De met de samenstelling van de nalatenschap verband houdende klachten

5.10.1. Klager voert aan dat zijn zussen in opdracht van de notaris diverse inboedelzaken, maar ook een personenauto van het merk […], en diverse onroerende zaken uit de woning/tuin hebben gehaald.

5.10.2. De notaris stelt daar tegenover dat hij geen opdracht aan de zussen van klager heeft verstrekt om zaken uit de woning te verwijderen. Hij heeft slechts gewezen op de verplichting om de woning in het kader van een eventuele overdracht ontruimd op te leveren.

5.10.3. Dat de notaris opdracht tot verduistering van diverse zaken zou hebben verleend aan de zussen van klager, is na de betwisting daarvan door de notaris op geen enkele wijze door klager nader onderbouwd en is daarmee niet vast komen te staan. Deze klacht is derhalve ongegrond. De notaris heeft echter niet weersproken dat er goederen uit de woning verdwenen kunnen zijn. Naar het oordeel van de kamer had het op de weg van de notaris gelegen om gericht verweer te voeren tegen de klacht dat er gedurende zijn beheer goederen uit de nalatenschap verdwenen zijn, te meer omdat hij blijkens de gedingstukken een boedelbeschrijving opgesteld heeft en er daarom vanuit dient te worden gegaan dat hij de boedel geïnventariseerd heeft. Dat de notaris de boedelbeschrijving niet betrokken heeft in zijn verweer, geeft voeding aan de gedachte dat de boedelbeschrijving tekortschiet op het punt van de samenstelling van de inboedel en de beschrijving van de woning. Door louter te refereren aan het feit dat klager voor de benoeming van de notaris zelf (mede-)vereffenaar geweest is, heeft de notaris deze gedachte niet weg kunnen nemen. Het had op de weg van de notaris gelegen om, in het kader van zijn beheerstaak, afdoende maatregelen te treffen ter voorkoming van het meenemen van zaken uit de woning door onbevoegden. Dat de notaris hieraan voldaan heeft, is gesteld noch gebleken. De kamer verwerpt de stelling van de notaris dat de nalatenschap onvoldoende middelen bevat voor een adequaat beheer. Ook zonder kostbare maatregelen had het beheer van de nalatenschap kunnen worden vormgegeven. Ook heeft de notaris niet gereageerd op de stelling van klager dat hij weigert enige actie te ondernemen jegens de zussen van klager ter zake de uit de woning verdwenen zaken. Dit onderdeel van de klacht acht de kamer gegrond.

# # # # #

== OPDRACHT A ==
Waarom had de notaris volgens de kamer gericht verweer moeten voeren tegen de klacht dat er tijdens zijn beheer goederen uit de nalatenschap zijn verdwenen? Antwoord in één tot drie zinnen op basis van het tekstfragment.
Het tekstfragment en de items vormen afzonderlijk materiaal.

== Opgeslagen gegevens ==
# # # # #

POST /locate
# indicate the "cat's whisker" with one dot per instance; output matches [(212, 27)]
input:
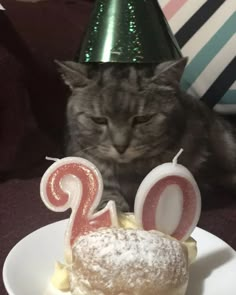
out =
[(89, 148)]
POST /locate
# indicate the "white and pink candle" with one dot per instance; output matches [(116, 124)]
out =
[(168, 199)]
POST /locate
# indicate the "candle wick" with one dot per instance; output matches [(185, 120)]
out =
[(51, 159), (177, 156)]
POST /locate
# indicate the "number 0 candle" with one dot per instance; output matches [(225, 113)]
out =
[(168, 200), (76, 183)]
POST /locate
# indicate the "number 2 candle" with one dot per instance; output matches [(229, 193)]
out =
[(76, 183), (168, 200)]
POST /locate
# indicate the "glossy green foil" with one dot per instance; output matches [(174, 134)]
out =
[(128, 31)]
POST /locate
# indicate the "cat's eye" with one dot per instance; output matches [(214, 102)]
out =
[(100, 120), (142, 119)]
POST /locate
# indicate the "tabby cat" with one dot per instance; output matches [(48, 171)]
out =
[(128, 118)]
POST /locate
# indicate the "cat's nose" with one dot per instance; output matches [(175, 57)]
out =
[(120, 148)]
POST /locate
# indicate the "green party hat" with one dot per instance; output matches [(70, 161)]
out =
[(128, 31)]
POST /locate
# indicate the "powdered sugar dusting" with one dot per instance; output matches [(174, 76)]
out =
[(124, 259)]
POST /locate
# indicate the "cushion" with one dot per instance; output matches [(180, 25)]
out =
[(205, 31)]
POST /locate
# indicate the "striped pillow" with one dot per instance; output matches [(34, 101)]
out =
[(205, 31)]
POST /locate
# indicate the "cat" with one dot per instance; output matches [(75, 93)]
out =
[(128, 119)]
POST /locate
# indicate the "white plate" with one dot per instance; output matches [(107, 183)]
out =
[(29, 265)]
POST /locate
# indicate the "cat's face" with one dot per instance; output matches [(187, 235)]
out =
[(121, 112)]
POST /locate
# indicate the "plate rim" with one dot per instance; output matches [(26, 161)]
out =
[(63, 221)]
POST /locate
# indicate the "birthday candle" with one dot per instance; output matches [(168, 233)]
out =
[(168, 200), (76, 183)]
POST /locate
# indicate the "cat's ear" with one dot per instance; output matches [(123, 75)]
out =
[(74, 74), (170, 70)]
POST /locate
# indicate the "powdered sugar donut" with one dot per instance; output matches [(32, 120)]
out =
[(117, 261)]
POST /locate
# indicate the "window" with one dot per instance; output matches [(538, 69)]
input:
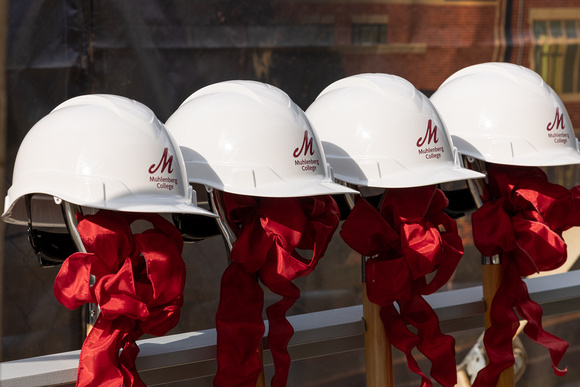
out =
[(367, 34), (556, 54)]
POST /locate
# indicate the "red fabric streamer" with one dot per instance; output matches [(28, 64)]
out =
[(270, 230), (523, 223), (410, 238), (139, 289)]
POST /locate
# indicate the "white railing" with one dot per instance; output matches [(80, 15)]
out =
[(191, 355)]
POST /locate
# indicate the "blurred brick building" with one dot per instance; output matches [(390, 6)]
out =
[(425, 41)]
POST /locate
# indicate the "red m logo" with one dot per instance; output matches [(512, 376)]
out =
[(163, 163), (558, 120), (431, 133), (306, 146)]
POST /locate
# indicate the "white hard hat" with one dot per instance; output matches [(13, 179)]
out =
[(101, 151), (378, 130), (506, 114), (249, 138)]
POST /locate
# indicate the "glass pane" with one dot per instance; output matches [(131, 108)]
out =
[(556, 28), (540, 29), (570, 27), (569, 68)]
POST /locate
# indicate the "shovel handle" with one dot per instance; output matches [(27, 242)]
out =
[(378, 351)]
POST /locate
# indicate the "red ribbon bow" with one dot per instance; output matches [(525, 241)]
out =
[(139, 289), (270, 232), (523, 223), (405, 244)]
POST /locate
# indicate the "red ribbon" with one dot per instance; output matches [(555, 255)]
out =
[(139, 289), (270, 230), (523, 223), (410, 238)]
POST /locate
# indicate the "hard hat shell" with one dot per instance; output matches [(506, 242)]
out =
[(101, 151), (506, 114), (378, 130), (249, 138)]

# # # # #

== OPDRACHT B ==
Wijzig in de items het stuk dat begint bij het begin van de items en eindigt met de regel met "[(76, 183), (168, 200)]", beide grenzen meegerekend. Vervang daarin "indicate" door "mark", laat de rest ongewijzigd en laat de afbeeldingen weg.

== VOLLEDIG ANTWOORD A ==
Uit de gedingstukken blijkt dat de notaris een boedelbeschrijving heeft opgesteld. Daarom moet ervan worden uitgegaan dat hij de boedel heeft geïnventariseerd.

== VOLLEDIG ANTWOORD B ==
POST /locate
# mark the "cat's whisker" with one dot per instance; output matches [(212, 27)]
input:
out =
[(89, 148)]
POST /locate
# mark the "white and pink candle" with one dot per instance; output matches [(116, 124)]
out =
[(168, 199)]
POST /locate
# mark the "candle wick" with one dot per instance; output matches [(185, 120)]
out =
[(51, 159), (177, 156)]
POST /locate
# mark the "number 0 candle" with one dot per instance; output matches [(225, 113)]
out =
[(168, 200), (76, 183)]
POST /locate
# mark the "number 2 candle" with one dot per instance; output matches [(229, 193)]
out =
[(76, 183), (168, 200)]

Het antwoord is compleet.